- **What to produce**: Locate the line with "Would you be able to point out the rubber" in the material. Copy that line and each one after it, through the last, exactly and with nothing else.

- **Input records**:
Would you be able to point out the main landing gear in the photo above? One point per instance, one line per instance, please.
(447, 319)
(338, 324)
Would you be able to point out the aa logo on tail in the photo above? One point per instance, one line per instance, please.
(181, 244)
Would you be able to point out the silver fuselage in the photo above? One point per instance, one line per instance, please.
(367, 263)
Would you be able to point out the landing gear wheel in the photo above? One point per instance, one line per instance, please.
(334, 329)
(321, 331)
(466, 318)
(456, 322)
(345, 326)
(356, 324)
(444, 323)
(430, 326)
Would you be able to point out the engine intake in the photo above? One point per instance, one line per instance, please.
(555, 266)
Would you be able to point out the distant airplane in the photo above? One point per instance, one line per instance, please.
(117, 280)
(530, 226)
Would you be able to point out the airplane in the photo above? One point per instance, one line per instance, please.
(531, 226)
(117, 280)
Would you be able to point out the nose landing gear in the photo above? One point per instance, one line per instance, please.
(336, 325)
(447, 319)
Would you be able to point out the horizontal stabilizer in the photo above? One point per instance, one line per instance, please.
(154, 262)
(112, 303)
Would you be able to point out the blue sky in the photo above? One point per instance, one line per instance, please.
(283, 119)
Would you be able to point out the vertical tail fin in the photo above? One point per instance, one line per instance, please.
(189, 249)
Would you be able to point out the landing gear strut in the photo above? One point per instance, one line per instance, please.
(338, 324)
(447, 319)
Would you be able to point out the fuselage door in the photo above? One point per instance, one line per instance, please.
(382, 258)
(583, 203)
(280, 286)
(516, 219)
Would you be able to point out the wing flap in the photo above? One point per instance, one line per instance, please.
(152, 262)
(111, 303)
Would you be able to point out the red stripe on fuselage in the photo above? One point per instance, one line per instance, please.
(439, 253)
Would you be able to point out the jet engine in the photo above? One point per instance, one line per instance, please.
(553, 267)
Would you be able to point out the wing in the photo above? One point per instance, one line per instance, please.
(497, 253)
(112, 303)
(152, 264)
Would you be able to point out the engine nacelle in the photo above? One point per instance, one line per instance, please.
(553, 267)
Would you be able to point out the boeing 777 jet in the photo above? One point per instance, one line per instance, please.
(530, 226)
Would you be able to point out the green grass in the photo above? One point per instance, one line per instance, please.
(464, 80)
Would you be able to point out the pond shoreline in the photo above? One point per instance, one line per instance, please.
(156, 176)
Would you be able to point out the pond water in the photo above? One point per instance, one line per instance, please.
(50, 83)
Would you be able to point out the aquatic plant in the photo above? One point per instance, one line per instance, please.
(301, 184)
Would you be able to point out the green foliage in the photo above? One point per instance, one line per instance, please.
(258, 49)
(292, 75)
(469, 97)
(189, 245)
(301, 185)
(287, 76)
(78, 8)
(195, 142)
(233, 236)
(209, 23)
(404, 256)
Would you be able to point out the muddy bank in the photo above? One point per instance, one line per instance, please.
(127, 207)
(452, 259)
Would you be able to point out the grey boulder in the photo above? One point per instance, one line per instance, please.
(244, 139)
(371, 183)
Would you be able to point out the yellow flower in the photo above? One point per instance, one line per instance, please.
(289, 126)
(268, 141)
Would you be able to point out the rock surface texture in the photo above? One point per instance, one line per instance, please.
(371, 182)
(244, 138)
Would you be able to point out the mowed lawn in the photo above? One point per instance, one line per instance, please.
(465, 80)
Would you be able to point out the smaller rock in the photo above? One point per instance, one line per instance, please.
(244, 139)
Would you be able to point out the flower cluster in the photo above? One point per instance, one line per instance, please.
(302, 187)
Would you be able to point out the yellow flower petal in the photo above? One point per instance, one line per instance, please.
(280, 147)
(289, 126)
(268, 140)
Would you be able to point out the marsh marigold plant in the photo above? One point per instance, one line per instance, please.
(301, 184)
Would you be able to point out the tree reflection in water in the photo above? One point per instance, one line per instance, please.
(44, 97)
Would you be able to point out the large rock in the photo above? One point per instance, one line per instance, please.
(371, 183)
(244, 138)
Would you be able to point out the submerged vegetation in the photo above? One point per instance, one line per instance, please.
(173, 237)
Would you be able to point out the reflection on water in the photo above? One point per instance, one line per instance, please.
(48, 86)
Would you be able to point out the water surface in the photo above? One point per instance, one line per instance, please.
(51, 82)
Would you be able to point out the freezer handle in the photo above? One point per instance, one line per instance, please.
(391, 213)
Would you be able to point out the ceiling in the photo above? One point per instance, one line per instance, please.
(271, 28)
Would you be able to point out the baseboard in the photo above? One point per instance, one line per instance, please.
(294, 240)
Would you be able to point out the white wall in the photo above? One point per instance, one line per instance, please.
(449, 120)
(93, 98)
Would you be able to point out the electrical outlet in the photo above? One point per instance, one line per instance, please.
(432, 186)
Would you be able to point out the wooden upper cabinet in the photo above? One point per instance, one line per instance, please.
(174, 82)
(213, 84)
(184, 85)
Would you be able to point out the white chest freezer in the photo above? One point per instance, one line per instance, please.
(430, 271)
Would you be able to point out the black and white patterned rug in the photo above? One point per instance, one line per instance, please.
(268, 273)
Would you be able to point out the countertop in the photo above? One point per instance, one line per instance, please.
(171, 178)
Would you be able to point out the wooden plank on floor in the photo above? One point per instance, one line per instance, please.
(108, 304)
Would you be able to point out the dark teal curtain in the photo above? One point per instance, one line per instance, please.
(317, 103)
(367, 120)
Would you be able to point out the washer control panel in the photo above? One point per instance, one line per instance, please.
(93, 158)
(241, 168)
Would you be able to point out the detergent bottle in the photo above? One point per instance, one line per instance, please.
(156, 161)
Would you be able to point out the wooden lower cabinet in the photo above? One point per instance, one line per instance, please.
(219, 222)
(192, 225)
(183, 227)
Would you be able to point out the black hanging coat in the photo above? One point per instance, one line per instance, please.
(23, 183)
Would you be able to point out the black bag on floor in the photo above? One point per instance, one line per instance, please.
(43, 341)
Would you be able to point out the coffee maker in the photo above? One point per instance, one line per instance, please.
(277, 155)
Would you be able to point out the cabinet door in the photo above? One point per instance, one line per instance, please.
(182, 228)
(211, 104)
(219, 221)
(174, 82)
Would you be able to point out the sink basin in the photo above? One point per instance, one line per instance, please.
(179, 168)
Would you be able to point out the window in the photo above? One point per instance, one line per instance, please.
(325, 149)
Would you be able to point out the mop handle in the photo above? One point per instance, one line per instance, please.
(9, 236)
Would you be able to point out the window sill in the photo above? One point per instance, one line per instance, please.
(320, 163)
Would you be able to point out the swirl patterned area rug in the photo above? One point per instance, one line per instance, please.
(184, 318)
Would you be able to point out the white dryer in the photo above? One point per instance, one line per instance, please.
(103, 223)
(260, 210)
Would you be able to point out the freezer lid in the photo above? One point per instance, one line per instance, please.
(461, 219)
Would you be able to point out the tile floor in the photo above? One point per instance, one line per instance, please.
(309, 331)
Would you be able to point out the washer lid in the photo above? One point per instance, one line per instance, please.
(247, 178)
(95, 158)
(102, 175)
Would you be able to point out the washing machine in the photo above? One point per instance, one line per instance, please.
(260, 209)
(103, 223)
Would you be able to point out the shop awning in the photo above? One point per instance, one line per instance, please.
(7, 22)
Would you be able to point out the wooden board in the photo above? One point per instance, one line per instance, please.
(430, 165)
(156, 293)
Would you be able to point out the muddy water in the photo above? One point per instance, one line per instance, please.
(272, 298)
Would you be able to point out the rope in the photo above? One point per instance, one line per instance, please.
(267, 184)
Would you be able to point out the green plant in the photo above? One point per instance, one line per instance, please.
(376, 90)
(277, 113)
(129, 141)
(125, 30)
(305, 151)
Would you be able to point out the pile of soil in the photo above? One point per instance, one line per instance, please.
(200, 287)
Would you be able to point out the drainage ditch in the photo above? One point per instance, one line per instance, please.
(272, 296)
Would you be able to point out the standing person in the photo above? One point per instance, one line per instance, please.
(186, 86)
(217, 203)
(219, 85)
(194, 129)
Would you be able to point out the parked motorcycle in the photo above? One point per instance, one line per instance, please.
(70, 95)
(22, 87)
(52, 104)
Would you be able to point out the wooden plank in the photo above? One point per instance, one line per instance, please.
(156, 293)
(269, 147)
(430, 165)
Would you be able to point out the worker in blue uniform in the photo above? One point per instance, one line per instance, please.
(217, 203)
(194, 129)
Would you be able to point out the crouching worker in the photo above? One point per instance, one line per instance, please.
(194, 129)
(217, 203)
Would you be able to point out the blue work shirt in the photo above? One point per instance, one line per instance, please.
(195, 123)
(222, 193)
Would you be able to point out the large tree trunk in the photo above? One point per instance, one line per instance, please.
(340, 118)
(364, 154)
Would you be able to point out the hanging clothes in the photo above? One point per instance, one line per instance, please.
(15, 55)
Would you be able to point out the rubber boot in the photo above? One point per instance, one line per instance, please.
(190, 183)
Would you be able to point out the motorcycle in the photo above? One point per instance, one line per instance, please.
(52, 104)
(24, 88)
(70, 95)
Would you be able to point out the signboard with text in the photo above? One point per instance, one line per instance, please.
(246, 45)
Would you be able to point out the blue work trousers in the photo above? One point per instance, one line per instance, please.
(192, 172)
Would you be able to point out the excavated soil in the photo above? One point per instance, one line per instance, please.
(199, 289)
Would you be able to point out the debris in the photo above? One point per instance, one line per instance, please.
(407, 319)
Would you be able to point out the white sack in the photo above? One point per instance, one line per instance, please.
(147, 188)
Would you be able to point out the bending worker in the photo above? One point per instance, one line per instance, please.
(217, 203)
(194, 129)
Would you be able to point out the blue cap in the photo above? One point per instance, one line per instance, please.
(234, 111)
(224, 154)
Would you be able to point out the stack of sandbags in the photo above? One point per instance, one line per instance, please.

- **Your response**:
Would you be able to point out the rubber boot in the photo above? One point per instance, one line per instance, please.
(190, 183)
Would you be able to point out the motorcycle in the photo above? One point per instance, one line per instance, please.
(52, 104)
(24, 88)
(70, 95)
Would you be able to point out the signboard with text in the photo above? One point per instance, one line per instance, please.
(246, 45)
Would you be able to point out the blue work trousers in the photo above? One point per instance, one line per instance, please.
(192, 172)
Would you be able to point out the excavated soil in the photo above? One point per instance, one line per instance, please.
(199, 289)
Would you be able to point out the debris in the photo above? One point per instance, one line per instance, please.
(407, 319)
Would you be able to point out the white sack in the photo above? One point per instance, one line per instance, please.
(147, 188)
Would you be able to point out the bending worker in the photo above? One point per instance, one line per instance, please.
(217, 203)
(194, 129)
Would you be able to point out the blue cap in the photo above? One point per instance, one line per instance, please.
(234, 111)
(224, 154)
Would you be able to point out the stack of sandbags in the photo above? One point per instance, one line per instance, please.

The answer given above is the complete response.